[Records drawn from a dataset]
◆ ◆ ◆

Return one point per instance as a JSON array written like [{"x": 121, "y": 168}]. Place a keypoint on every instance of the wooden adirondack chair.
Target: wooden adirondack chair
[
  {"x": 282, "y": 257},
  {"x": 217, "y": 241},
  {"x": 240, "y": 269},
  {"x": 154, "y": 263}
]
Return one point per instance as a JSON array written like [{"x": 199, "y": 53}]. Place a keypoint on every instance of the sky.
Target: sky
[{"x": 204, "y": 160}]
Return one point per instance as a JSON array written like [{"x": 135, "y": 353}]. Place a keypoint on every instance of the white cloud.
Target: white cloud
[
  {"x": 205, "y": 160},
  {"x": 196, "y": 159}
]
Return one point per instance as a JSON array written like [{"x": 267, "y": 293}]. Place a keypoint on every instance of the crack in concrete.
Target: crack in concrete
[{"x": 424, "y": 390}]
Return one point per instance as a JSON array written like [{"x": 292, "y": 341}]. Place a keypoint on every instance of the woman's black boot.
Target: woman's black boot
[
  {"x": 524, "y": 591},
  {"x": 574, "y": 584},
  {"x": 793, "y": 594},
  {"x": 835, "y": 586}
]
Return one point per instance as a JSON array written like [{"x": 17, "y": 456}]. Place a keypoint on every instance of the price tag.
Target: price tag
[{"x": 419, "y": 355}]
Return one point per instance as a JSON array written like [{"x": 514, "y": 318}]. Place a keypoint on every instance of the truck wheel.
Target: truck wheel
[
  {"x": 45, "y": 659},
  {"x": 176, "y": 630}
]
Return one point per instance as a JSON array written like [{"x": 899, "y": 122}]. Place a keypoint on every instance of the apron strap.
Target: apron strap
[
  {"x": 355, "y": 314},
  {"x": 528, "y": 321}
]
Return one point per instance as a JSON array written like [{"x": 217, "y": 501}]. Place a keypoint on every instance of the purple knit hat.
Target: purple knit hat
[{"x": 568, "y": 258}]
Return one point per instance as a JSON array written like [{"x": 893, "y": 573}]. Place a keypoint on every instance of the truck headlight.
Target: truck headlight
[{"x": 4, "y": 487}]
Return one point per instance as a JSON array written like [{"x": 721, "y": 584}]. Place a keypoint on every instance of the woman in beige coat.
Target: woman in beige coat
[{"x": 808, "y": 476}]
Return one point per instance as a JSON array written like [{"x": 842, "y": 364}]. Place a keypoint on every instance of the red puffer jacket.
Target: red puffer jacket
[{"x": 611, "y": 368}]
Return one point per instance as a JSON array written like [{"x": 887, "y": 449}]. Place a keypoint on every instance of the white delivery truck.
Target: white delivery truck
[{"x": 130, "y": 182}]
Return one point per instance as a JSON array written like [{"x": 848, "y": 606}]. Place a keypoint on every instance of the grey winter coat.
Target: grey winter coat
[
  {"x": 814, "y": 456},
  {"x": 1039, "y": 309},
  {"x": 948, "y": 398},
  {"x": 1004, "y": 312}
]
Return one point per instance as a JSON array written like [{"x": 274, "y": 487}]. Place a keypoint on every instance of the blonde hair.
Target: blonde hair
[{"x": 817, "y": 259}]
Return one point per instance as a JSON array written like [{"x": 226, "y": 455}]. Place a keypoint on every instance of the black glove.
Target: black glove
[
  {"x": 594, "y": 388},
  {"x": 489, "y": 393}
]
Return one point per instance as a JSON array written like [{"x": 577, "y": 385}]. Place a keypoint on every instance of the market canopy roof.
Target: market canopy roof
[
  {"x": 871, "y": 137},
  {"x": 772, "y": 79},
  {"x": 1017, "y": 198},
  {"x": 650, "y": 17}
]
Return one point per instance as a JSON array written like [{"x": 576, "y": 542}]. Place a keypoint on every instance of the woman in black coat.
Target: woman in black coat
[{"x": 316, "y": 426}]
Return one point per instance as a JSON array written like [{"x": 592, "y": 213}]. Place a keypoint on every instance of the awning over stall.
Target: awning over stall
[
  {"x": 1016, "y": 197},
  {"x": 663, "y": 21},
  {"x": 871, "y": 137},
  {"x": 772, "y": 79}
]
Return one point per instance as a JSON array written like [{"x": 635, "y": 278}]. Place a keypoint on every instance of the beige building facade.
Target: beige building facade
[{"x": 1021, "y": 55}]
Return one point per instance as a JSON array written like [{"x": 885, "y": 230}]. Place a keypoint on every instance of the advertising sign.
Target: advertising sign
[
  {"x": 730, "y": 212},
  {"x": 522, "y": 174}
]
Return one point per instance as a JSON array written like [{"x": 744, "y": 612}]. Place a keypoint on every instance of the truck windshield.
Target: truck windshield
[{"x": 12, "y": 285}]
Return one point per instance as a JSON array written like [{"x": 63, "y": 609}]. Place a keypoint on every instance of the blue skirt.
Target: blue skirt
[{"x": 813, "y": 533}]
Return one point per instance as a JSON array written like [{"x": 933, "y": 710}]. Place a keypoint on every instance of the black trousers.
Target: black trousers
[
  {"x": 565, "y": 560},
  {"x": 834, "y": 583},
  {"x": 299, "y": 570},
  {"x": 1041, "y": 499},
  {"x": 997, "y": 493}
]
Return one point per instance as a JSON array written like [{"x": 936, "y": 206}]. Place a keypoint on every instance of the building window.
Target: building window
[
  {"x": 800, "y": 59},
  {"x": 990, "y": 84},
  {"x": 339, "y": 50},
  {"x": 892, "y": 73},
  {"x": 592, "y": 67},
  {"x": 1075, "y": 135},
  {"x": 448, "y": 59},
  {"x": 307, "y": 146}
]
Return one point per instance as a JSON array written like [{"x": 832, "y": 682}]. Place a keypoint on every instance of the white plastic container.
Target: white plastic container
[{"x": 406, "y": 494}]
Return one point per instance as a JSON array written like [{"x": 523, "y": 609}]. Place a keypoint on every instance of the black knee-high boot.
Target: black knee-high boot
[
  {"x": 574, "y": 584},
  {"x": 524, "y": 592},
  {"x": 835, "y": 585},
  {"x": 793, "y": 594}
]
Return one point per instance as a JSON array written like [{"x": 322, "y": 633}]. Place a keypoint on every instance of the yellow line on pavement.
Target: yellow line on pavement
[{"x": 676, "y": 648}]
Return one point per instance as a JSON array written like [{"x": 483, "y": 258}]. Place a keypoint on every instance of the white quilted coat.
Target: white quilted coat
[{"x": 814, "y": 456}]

◆ ◆ ◆

EXERCISE - Exactly as written above, copy every line.

SOLUTION -
Return one point per instance as a JSON array written like [{"x": 121, "y": 168}]. Place a keypoint on every instance of the wooden adirondack chair.
Target: wooden adirondack chair
[
  {"x": 282, "y": 257},
  {"x": 217, "y": 241},
  {"x": 240, "y": 269},
  {"x": 154, "y": 263}
]
Return one point per instance as a JSON array written like [{"x": 199, "y": 53}]. Place a keypoint on every instance of the sky.
Target: sky
[{"x": 204, "y": 160}]
Return one point per instance as a JSON array written like [{"x": 135, "y": 353}]. Place a keypoint on every instance of the white cloud.
Target: white cloud
[
  {"x": 205, "y": 160},
  {"x": 196, "y": 159}
]
Return one point per instance as a JSON array written like [{"x": 267, "y": 293}]. Place a keypoint on every instance of the crack in concrete.
Target: crack in concrete
[{"x": 424, "y": 390}]
Return one point per instance as a JSON array written like [{"x": 292, "y": 341}]. Place a keypoint on every instance of the woman's black boot.
Target: woman's black boot
[
  {"x": 524, "y": 591},
  {"x": 574, "y": 584},
  {"x": 793, "y": 594},
  {"x": 835, "y": 586}
]
Return one point per instance as a JSON array written like [{"x": 17, "y": 456}]. Place a keypoint on every instance of the price tag.
Target: price tag
[{"x": 419, "y": 355}]
Return one point per instance as a JSON array written like [{"x": 514, "y": 318}]. Place a keypoint on every instance of the truck wheel.
Target: truck wheel
[
  {"x": 45, "y": 659},
  {"x": 176, "y": 630}
]
Return one point per instance as a JSON array written like [{"x": 899, "y": 122}]. Place a keypoint on every instance of the apron strap.
Target: apron strap
[
  {"x": 355, "y": 314},
  {"x": 528, "y": 321}
]
Return one point per instance as a JSON array written like [{"x": 217, "y": 501}]. Place a keypoint on every instance of the purple knit hat.
Target: purple knit hat
[{"x": 568, "y": 258}]
Return one point per instance as a JSON array written like [{"x": 893, "y": 573}]. Place a keypoint on every instance of the truck headlight.
Target: truck headlight
[{"x": 4, "y": 487}]
Return one point per instance as a JSON array written like [{"x": 721, "y": 584}]. Place a keypoint on every instance of the woman in beige coat.
Target: woman in beige coat
[{"x": 808, "y": 476}]
Return one point per instance as a JSON array written like [{"x": 842, "y": 364}]. Place a keypoint on every instance of the red puffer jacket.
Target: red puffer jacket
[{"x": 611, "y": 368}]
Return one point per instance as a JSON array written like [{"x": 887, "y": 449}]. Place a keypoint on every instance of the white delivery truck.
Target: white delivery truck
[{"x": 130, "y": 182}]
Return one point per instance as a JSON array written like [{"x": 848, "y": 606}]. Place a keypoint on every instance of the grey winter coat.
Target: grey winter coat
[
  {"x": 814, "y": 456},
  {"x": 1039, "y": 309},
  {"x": 948, "y": 398},
  {"x": 1004, "y": 312}
]
Return one point per instance as a JSON array written like [{"x": 274, "y": 487}]. Place a keypoint on every instance of the blonde hair.
Target: blonde hair
[{"x": 817, "y": 259}]
Return one point per instance as a JSON array written like [{"x": 226, "y": 455}]. Place a keypoint on every instance of the black glove.
Target: black glove
[
  {"x": 594, "y": 388},
  {"x": 489, "y": 393}
]
Return one point per instance as a JSON array written like [{"x": 577, "y": 385}]. Place a keypoint on every instance of the market canopy roof.
Target: market canopy roof
[
  {"x": 871, "y": 137},
  {"x": 772, "y": 79},
  {"x": 1017, "y": 198},
  {"x": 650, "y": 17}
]
Return one point per instance as a JSON array written like [{"x": 576, "y": 542}]. Place a keypoint on every instance of the woman in black coat.
Target: woman in black coat
[{"x": 316, "y": 426}]
Return one point per instance as a JSON array written like [{"x": 592, "y": 213}]. Place a keypoint on every instance of the awning over stall.
Target: awning over stall
[
  {"x": 1016, "y": 197},
  {"x": 663, "y": 21},
  {"x": 871, "y": 137},
  {"x": 772, "y": 79}
]
Return one point per instance as a JSON array written like [{"x": 635, "y": 278}]. Place a keypoint on every instance of the beige building facade.
Target: beige building facade
[{"x": 1021, "y": 55}]
Return one point per instance as a JSON array written like [{"x": 885, "y": 230}]. Place a keypoint on every instance of the advertising sign.
Target: advertising sign
[
  {"x": 730, "y": 212},
  {"x": 522, "y": 174}
]
Return one point per instance as a JSON array written like [{"x": 744, "y": 612}]. Place a keypoint on every instance of the truck windshield.
Target: truck windshield
[{"x": 12, "y": 285}]
Return one point per instance as a JSON array written like [{"x": 63, "y": 609}]. Place a keypoint on every instance of the blue skirt.
Target: blue skirt
[{"x": 813, "y": 533}]
Return one point per instance as a JSON array written like [{"x": 933, "y": 710}]. Place a keypoint on every instance of the black trousers.
Target: black trousers
[
  {"x": 565, "y": 560},
  {"x": 834, "y": 583},
  {"x": 299, "y": 570},
  {"x": 1041, "y": 499},
  {"x": 997, "y": 493}
]
Return one point per instance as a JSON array written like [{"x": 936, "y": 206}]. Place a keypoint on every instance of the building window.
Target: building window
[
  {"x": 800, "y": 59},
  {"x": 990, "y": 84},
  {"x": 339, "y": 50},
  {"x": 892, "y": 73},
  {"x": 592, "y": 67},
  {"x": 1075, "y": 135},
  {"x": 448, "y": 59},
  {"x": 307, "y": 146}
]
Return one point per instance as a JSON array written like [{"x": 832, "y": 682}]. Place a keypoint on every instance of the white plastic container.
Target: white plastic container
[{"x": 406, "y": 494}]
Return one point per instance as a JSON array written like [{"x": 523, "y": 609}]. Place a keypoint on every instance of the black knee-high boot.
Target: black knee-high boot
[
  {"x": 574, "y": 584},
  {"x": 524, "y": 592},
  {"x": 835, "y": 585},
  {"x": 793, "y": 594}
]
Return one point per instance as a JSON array written like [{"x": 322, "y": 633}]. Place a keypoint on every instance of the yellow line on pavement.
Target: yellow line on pavement
[{"x": 676, "y": 648}]
Return one point per instance as a JSON array written like [{"x": 483, "y": 258}]. Place a keypoint on every instance of the white quilted coat.
Target: white quilted coat
[{"x": 814, "y": 456}]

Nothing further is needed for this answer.